Bayesian optimization for high-dimensional Lasso applications
Title: Bayesian optimization for high-dimensional Lasso applications
DNr: SNIC 2021/22-792
Project Type: SNIC Small Compute
Principal Investigator: Kenan Sehic <kenan.sehic@cs.lth.se>
Affiliation: Lunds universitet
Duration: 2021-10-08 – 2022-11-01
Classification: 10201
Keywords:

Abstract

Bayesian optimization (BO) has recently emerged as a powerful technique for the global optimization of expensive-to-evaluate black-box functions. Even though BO is a sample-efficient and robust approach for optimizing such black-box applications, a critical limitation is the number of parameters that BO can optimize. It is stated that BO is still impractical for more than 15-20 parameters. Thus, one of the most important goals in the field is to expand BO to higher-dimensional search spaces which is the main objective of this project. Here, our focus is to improve the well-known high-dimensional BO method TuRBO to be applicable for Lasso applications. While high-dimensional Lasso regression has appealing statistical guarantees, it still requires one hyperparameter per feature resulting in a complex high-dimensional HPO search space that the Lasso community typically avoids. Standard Lasso regression with a single hyperparameter (identical for all features) has been applied to various settings to detect signals in brain imaging, genomics, or finance, where a dataset is commonly explained with thousands of features but with only a few of them being important for prediction. Improved discoveries could be expected by using a high-dimensional setting. Even though TuRBO can provide good results in high-dimensional settings, it still suffers from the curse of dimensionality because training is still done in an original high-dimensional search space. The proposal is to utilize low-dimensional projections locally within trust regions of TuRBO to utilize the sparsity of a Lasso application. Furthermore, as Lasso applications do not include clearly defined bounds, these trust regions could be potentially be used to avoid specifying the bounds in the first place.

#### [INSTRUCTIONS FOR THE TASK]
According to the project description, how many parameters make Bayesian optimization still impractical?

#### [EXTRACTED RECORDS]
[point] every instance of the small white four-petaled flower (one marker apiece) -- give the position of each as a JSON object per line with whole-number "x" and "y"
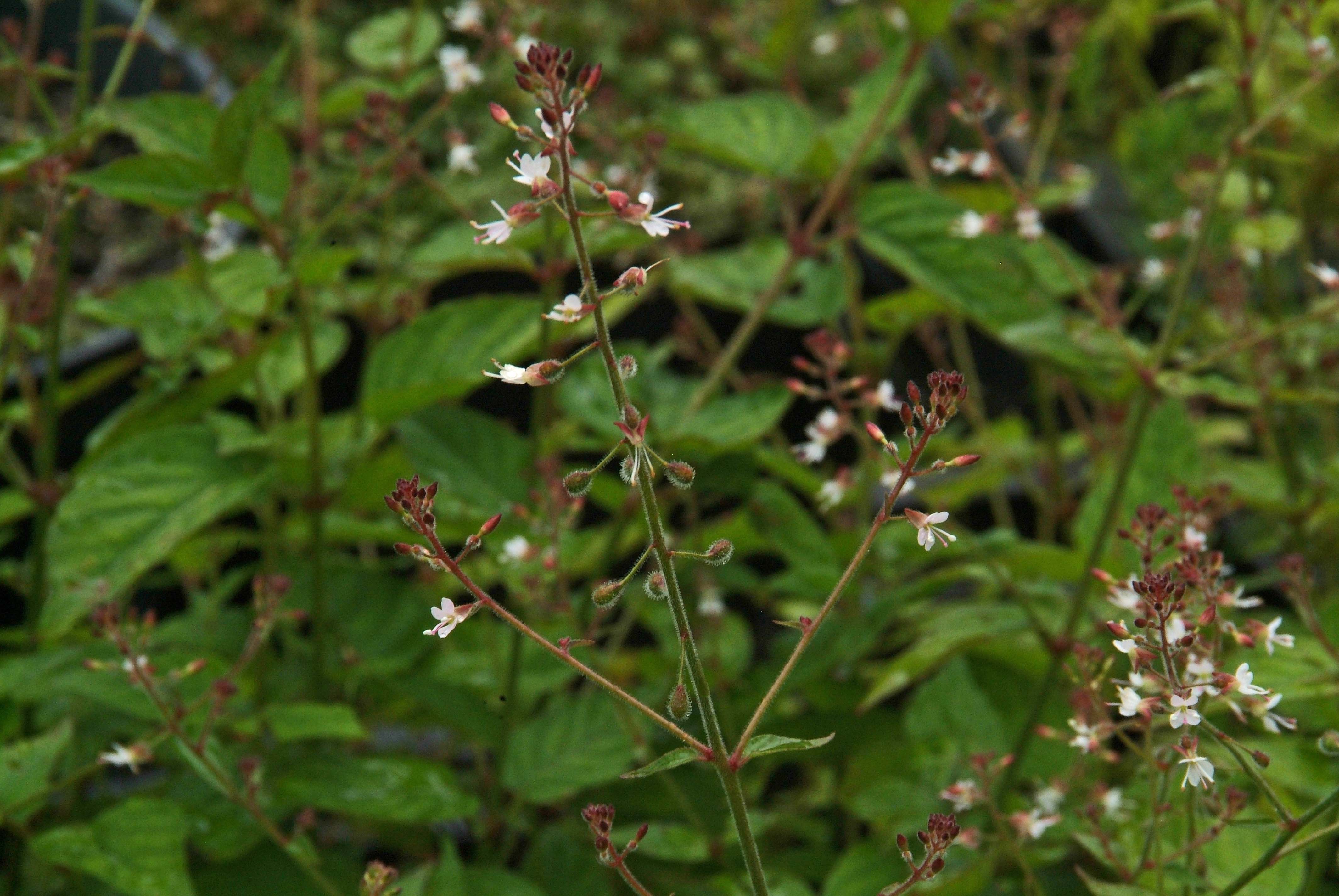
{"x": 448, "y": 617}
{"x": 927, "y": 528}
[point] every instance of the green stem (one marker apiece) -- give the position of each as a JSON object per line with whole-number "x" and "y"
{"x": 726, "y": 769}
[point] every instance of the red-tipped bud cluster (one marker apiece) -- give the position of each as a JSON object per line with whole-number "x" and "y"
{"x": 681, "y": 475}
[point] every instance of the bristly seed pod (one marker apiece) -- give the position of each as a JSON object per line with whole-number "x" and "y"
{"x": 657, "y": 587}
{"x": 607, "y": 595}
{"x": 579, "y": 483}
{"x": 679, "y": 704}
{"x": 720, "y": 552}
{"x": 681, "y": 475}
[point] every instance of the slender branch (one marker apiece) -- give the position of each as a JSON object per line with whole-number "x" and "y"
{"x": 857, "y": 559}
{"x": 836, "y": 189}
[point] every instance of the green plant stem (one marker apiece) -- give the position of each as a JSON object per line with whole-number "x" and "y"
{"x": 833, "y": 596}
{"x": 832, "y": 195}
{"x": 726, "y": 768}
{"x": 1273, "y": 854}
{"x": 317, "y": 483}
{"x": 128, "y": 50}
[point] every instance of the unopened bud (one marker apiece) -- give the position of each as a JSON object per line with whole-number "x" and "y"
{"x": 657, "y": 587}
{"x": 720, "y": 552}
{"x": 681, "y": 475}
{"x": 679, "y": 704}
{"x": 607, "y": 595}
{"x": 579, "y": 483}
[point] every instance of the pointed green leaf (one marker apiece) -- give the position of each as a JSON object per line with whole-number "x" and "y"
{"x": 769, "y": 744}
{"x": 673, "y": 760}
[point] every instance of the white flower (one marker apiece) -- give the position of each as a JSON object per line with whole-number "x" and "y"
{"x": 458, "y": 71}
{"x": 1184, "y": 710}
{"x": 523, "y": 45}
{"x": 568, "y": 311}
{"x": 462, "y": 160}
{"x": 963, "y": 795}
{"x": 927, "y": 528}
{"x": 1273, "y": 721}
{"x": 1244, "y": 681}
{"x": 970, "y": 226}
{"x": 1112, "y": 801}
{"x": 448, "y": 618}
{"x": 1049, "y": 799}
{"x": 516, "y": 550}
{"x": 1273, "y": 637}
{"x": 1085, "y": 737}
{"x": 220, "y": 239}
{"x": 1197, "y": 772}
{"x": 129, "y": 757}
{"x": 1029, "y": 223}
{"x": 825, "y": 43}
{"x": 887, "y": 397}
{"x": 532, "y": 171}
{"x": 1033, "y": 824}
{"x": 1131, "y": 701}
{"x": 1327, "y": 277}
{"x": 831, "y": 495}
{"x": 468, "y": 17}
{"x": 1152, "y": 272}
{"x": 657, "y": 224}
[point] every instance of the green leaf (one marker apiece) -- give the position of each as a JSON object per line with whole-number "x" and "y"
{"x": 1104, "y": 888}
{"x": 769, "y": 744}
{"x": 244, "y": 280}
{"x": 738, "y": 418}
{"x": 765, "y": 133}
{"x": 673, "y": 760}
{"x": 129, "y": 511}
{"x": 26, "y": 768}
{"x": 452, "y": 251}
{"x": 574, "y": 744}
{"x": 239, "y": 124}
{"x": 379, "y": 43}
{"x": 444, "y": 353}
{"x": 161, "y": 181}
{"x": 309, "y": 721}
{"x": 166, "y": 122}
{"x": 169, "y": 314}
{"x": 474, "y": 457}
{"x": 400, "y": 789}
{"x": 138, "y": 848}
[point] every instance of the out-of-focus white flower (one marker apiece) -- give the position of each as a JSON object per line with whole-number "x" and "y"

#### [TASK ANSWER]
More than 15-20 parameters.